* _Enunciado del ejercicio_: Transcriba del fragmento sobre el Corazón el pasaje que comienza en "Y, así, si en" y termina en "sede del Ángel.".

* _Fragmento_:
_ _ _

Y al-Hásan dijo: “Dos preocupaciones (hamm) deambulan constantemente por el Corazón. Una de esas preocupaciones se la provoca Allah, y otra su Enemigo. Allah se apiada de todo hombre que analiza detenidamente sus preocupaciones, y cumple con las que Allah despierta en él y combate las que le insinúa su Enemigo”.

 

          El Corazón vive en agitación permanente bajo el influjo y pugna de esos polos de atracción, y fue por lo que el Profeta (s.a.s.) dijo: “El corazón del musulmán sincero está entre los dedos del Misericordioso”. Allah no tiene dedos de carne, huesos, nervios y venas. La palabra “dedos” alude a aquello que alguien emplea para cambiar algo, para  darle la vuelta. Los “dedos” de Allah son esos ángeles y demonios al servicio de Su Voluntad con los que inquieta al hombre, sometiéndolo a una tensión en la que se decide su destino en al-Âjira.

 

          En sí mismo, en su naturaleza primordial (fitra), el Corazón, debido a su esponjosidad, es receptivo tanto ante el influjo del Ángel como el del Demonio, y ambos tienen en él el mismo peso. En esto, el Corazón es indiferente. Son otros componentes del universo interior del ser humano los que intervienen a favor de uno u otro contrincante.

 

Y, así, si en el ánimo de una persona prevalecen la inconsistencia (hawà) y la subordinación a los apetitos y si se deja arrastrar por la ira y las necesidades inmediatas, seguirá los dictados de Shaytân. Si por el contrario esa persona tiene fuerza y es capaz de imperar sobre sus instintos, logra que su Corazón sea la sede del Ángel.

 

          Ahora bien, no hay Corazón libre de apetitos, ira, avidez, ambición, esperanzas y demás atributos propios de la naturaleza humana, que son los constituyentes de su inconsistencia (hawà), y que llenan su ánimo de fantasmas y quimeras. Este término, hawà, significa originalmente aire, y su resultado es el carácter poco decidido de una persona, sus caprichos, pereza, arbitrariedad, etc. El hawà es el arroyo interior por el que fluye Shaytân.

_ _ _

[Registros extraídos de una colección]
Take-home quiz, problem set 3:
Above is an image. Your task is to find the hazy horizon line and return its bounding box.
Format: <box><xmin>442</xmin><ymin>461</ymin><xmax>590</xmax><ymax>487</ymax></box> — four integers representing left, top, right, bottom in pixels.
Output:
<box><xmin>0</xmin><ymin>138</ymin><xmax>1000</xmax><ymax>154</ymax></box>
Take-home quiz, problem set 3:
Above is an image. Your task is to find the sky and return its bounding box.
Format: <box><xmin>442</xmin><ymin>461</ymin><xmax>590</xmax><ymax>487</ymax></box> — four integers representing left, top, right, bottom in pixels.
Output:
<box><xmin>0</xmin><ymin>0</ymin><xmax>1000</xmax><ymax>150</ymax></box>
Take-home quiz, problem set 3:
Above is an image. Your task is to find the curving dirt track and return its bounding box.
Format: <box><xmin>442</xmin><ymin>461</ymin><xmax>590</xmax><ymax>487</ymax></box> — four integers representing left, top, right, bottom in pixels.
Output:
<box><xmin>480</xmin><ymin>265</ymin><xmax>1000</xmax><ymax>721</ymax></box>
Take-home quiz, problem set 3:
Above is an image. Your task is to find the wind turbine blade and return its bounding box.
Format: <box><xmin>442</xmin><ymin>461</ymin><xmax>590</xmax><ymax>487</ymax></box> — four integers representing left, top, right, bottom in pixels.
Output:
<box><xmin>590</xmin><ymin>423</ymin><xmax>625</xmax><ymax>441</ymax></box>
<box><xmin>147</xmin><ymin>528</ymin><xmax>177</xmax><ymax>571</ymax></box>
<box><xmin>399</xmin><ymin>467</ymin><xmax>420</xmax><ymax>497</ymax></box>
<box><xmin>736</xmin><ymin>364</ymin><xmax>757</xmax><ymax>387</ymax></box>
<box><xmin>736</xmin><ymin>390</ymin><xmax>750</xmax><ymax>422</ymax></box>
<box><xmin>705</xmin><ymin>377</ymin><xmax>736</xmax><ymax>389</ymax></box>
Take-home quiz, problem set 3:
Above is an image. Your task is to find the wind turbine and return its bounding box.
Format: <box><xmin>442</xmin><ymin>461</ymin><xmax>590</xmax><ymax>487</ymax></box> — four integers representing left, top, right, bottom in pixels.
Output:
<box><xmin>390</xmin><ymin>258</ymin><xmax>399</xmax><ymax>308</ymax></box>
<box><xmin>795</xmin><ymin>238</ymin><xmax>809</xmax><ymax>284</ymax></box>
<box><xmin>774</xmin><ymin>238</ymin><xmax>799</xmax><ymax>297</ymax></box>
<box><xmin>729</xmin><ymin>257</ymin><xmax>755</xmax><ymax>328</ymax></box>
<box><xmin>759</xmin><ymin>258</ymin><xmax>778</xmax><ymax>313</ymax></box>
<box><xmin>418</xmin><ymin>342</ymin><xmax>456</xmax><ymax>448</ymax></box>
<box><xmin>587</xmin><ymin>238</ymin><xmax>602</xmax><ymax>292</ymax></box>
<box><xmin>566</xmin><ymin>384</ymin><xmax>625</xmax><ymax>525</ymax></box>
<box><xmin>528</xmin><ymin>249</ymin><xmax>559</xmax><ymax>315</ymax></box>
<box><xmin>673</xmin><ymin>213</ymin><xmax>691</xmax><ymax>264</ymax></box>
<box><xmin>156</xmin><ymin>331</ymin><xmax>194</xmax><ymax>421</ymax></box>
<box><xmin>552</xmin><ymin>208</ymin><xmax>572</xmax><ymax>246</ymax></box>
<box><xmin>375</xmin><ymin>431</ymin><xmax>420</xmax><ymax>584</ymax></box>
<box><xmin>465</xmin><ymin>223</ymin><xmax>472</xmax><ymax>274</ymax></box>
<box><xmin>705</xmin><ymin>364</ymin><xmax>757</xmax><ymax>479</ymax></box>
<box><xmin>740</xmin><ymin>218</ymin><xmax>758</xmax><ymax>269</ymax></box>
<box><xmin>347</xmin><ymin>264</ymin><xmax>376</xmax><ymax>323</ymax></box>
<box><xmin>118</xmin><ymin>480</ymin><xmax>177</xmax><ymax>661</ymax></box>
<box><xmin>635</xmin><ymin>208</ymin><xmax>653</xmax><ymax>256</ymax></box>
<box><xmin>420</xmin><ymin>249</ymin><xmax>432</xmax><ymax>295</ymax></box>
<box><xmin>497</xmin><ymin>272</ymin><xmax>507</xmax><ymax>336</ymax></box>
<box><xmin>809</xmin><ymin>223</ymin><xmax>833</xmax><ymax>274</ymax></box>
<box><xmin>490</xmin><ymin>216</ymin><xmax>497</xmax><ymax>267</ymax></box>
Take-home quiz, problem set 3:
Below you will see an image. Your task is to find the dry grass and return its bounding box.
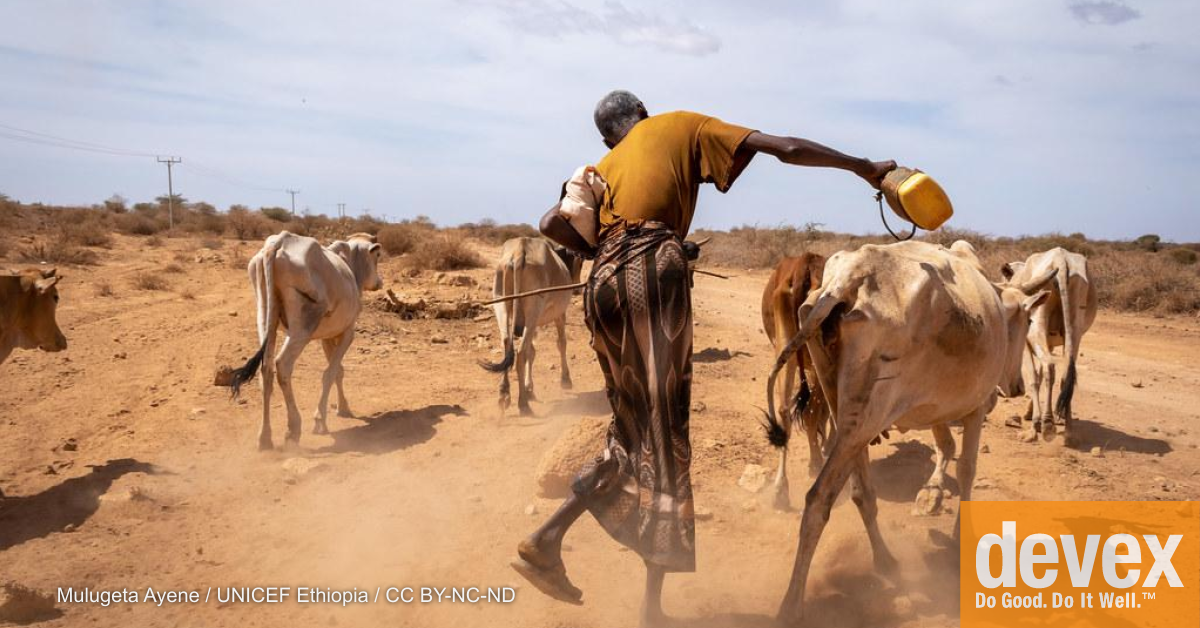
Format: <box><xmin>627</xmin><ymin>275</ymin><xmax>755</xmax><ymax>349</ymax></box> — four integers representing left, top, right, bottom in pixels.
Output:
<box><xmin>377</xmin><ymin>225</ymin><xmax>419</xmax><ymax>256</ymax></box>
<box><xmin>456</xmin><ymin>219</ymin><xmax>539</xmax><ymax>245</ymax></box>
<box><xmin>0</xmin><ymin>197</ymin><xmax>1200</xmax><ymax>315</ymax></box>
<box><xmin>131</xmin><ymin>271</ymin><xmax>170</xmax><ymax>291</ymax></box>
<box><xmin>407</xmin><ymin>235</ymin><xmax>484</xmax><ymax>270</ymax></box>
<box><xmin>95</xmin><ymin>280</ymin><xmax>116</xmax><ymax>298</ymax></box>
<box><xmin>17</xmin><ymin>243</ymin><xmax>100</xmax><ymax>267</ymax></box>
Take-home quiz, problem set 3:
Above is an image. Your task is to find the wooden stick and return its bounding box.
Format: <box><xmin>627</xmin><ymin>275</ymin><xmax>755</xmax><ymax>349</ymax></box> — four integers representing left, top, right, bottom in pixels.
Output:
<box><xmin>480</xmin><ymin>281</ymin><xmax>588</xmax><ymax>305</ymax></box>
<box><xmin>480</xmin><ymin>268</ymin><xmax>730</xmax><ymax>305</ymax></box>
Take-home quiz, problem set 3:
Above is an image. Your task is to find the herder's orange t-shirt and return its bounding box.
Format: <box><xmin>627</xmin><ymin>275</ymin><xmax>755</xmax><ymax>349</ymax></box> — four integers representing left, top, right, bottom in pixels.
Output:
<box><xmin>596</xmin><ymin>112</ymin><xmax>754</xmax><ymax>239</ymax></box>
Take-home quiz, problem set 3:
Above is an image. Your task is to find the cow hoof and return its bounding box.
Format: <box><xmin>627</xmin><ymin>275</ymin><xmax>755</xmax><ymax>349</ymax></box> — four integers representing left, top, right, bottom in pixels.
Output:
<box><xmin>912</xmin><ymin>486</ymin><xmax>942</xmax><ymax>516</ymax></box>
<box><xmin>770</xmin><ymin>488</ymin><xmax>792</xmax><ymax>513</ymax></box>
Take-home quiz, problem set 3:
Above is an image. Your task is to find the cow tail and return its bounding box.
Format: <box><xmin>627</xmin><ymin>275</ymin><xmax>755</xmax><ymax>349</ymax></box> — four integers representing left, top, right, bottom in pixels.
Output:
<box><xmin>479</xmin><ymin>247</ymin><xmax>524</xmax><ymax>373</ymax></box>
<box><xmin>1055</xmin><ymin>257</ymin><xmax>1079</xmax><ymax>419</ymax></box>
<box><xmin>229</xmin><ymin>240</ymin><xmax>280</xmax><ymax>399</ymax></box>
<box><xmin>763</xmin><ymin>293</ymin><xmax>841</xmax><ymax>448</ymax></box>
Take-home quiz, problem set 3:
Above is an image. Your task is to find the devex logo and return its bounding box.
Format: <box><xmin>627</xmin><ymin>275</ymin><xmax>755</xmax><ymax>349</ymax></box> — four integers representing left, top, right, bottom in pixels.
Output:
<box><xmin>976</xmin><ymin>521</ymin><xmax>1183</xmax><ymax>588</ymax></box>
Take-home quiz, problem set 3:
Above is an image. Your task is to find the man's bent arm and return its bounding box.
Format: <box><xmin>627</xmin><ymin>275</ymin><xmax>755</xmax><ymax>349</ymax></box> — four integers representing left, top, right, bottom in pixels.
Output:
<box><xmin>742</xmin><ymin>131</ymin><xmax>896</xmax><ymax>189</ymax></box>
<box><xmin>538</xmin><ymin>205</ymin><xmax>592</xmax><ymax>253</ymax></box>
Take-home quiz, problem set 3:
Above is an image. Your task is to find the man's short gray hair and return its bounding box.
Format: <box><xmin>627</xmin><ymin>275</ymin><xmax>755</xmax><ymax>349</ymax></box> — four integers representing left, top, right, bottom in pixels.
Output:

_ _ _

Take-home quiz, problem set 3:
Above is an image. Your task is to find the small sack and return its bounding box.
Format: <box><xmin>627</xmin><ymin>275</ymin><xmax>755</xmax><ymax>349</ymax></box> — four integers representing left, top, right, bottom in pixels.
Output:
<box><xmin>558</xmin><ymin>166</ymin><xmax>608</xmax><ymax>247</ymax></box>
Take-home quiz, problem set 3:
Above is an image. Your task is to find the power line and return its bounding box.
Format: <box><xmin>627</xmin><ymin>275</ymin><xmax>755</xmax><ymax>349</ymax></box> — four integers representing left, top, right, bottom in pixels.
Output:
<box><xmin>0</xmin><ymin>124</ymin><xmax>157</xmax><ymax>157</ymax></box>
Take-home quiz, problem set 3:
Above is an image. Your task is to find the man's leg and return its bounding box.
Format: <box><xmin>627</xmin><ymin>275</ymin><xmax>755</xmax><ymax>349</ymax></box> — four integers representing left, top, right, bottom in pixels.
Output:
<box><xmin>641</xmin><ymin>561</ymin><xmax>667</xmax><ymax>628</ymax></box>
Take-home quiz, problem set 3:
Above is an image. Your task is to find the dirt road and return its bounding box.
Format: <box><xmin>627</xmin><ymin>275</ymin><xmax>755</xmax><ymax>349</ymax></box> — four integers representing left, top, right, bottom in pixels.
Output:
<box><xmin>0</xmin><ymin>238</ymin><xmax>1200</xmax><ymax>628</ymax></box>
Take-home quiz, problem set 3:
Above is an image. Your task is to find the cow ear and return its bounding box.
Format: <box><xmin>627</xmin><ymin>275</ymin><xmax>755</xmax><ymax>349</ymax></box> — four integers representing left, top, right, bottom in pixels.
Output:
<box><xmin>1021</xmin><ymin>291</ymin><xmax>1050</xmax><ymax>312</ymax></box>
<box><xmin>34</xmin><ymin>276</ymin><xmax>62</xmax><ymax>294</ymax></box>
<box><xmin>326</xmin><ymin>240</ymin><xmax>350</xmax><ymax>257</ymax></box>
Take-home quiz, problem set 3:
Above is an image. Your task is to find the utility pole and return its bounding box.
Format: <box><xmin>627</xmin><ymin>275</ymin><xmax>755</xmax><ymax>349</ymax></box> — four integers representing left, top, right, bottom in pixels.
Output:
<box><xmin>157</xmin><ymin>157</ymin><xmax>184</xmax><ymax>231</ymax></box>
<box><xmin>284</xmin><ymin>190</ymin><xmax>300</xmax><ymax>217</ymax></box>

_ _ _

* _Resultado del ejercicio_:
Y, así, si en el ánimo de una persona prevalecen la inconsistencia (hawà) y la subordinación a los apetitos y si se deja arrastrar por la ira y las necesidades inmediatas, seguirá los dictados de Shaytân. Si por el contrario esa persona tiene fuerza y es capaz de imperar sobre sus instintos, logra que su Corazón sea la sede del Ángel.